Records drawn from a dataset
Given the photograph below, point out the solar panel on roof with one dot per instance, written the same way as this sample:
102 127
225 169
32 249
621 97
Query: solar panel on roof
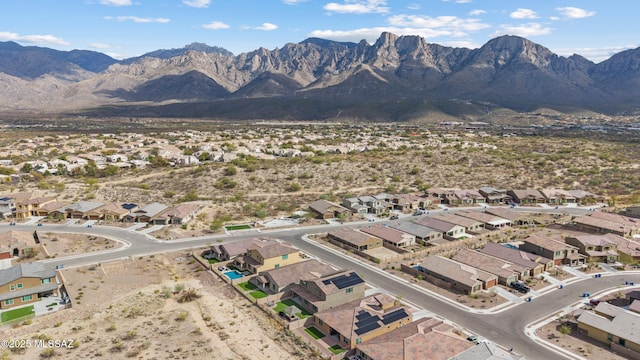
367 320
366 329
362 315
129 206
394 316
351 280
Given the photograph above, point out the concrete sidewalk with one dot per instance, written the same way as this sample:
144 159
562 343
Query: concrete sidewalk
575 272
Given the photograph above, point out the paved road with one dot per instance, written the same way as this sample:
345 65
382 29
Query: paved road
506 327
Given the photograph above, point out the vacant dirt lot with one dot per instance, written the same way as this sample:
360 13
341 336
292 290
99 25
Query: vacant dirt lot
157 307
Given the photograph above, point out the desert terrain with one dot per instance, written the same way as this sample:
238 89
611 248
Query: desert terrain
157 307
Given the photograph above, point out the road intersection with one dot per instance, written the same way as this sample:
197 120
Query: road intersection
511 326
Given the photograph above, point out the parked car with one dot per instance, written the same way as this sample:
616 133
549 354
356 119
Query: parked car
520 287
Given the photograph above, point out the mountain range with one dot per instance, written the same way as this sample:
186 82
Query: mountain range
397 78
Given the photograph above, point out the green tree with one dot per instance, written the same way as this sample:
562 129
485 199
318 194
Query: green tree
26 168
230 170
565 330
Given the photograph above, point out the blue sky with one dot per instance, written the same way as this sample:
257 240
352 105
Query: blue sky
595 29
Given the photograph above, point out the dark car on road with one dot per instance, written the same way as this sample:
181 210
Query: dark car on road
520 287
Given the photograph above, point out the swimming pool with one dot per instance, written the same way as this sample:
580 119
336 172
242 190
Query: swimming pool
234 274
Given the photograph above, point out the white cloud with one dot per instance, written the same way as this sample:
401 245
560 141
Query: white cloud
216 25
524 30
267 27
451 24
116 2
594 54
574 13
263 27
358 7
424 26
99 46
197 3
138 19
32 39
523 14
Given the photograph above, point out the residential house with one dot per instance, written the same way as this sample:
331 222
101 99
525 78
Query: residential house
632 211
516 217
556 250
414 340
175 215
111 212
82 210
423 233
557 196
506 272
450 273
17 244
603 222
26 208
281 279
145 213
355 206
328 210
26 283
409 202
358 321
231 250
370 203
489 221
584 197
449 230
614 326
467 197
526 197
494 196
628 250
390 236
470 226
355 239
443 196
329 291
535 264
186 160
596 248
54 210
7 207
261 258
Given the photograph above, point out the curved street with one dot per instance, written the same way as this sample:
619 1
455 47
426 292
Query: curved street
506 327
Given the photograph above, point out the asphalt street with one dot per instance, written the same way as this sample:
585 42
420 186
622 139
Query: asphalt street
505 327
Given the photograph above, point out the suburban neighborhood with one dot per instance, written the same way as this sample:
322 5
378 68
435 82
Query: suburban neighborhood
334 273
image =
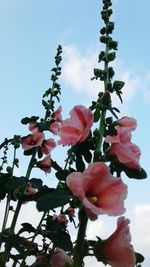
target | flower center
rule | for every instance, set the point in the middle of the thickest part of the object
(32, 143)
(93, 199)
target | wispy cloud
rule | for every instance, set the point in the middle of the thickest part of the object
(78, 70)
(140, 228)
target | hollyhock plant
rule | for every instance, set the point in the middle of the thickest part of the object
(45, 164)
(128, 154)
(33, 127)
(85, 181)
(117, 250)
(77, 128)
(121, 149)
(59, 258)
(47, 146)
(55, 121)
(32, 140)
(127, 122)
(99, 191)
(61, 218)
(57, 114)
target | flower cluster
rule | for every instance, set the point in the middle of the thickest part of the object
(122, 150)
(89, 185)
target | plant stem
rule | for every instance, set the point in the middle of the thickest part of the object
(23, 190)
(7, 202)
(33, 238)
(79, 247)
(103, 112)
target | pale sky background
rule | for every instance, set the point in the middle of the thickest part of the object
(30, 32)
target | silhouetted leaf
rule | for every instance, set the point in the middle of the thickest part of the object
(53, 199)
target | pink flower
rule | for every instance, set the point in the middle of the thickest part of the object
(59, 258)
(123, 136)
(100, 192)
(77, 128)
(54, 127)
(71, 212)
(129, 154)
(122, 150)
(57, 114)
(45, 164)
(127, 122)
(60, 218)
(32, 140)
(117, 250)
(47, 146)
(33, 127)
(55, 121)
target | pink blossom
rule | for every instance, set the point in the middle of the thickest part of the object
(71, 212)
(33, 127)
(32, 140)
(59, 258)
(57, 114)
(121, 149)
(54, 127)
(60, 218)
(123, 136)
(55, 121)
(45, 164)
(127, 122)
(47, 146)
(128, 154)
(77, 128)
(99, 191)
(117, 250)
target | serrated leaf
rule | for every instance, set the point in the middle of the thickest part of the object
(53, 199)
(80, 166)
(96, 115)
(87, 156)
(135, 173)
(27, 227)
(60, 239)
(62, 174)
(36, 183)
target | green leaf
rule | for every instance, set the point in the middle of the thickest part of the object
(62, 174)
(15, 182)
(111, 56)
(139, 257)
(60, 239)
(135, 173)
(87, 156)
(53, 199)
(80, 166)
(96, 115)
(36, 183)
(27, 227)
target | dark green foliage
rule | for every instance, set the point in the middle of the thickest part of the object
--
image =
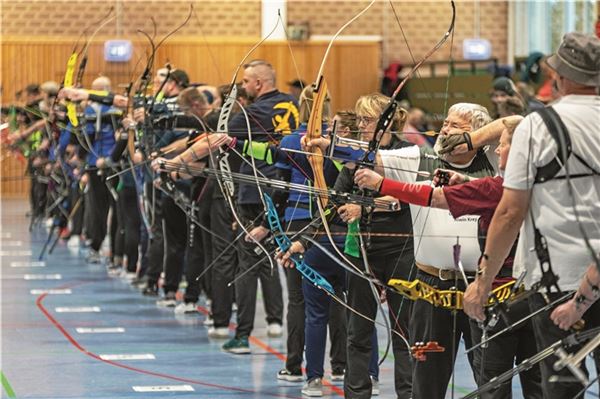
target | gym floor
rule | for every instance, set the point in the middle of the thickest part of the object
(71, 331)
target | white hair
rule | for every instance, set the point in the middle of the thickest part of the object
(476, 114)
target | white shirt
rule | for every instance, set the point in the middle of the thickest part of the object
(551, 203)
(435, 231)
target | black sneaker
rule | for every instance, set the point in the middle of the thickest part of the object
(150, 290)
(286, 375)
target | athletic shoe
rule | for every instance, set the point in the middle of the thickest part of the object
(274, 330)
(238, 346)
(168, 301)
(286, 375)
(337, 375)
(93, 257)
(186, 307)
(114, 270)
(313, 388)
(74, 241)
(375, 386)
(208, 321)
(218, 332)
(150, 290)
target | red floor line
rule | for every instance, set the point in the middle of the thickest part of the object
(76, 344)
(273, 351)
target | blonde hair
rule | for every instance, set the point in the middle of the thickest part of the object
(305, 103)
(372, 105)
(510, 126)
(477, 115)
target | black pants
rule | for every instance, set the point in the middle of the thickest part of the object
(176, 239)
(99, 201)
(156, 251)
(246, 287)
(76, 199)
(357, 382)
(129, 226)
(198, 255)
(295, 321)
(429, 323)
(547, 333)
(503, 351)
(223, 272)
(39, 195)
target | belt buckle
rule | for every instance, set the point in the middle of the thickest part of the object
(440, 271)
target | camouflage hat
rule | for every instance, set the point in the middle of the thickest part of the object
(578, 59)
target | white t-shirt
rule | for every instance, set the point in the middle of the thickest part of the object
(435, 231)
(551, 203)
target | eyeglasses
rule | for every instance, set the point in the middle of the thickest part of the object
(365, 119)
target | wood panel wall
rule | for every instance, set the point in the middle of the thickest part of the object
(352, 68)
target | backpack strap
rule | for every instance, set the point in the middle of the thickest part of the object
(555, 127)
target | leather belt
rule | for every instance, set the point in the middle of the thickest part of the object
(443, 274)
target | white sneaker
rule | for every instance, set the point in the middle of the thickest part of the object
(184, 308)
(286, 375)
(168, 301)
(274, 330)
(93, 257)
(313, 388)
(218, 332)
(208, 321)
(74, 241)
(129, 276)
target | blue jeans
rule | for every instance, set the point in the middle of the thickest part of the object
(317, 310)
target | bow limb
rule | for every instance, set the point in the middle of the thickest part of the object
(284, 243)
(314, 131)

Problem statement. In the preceding records, how many lines include the word "leaf"? Reply with the number only.

Response to the task. 3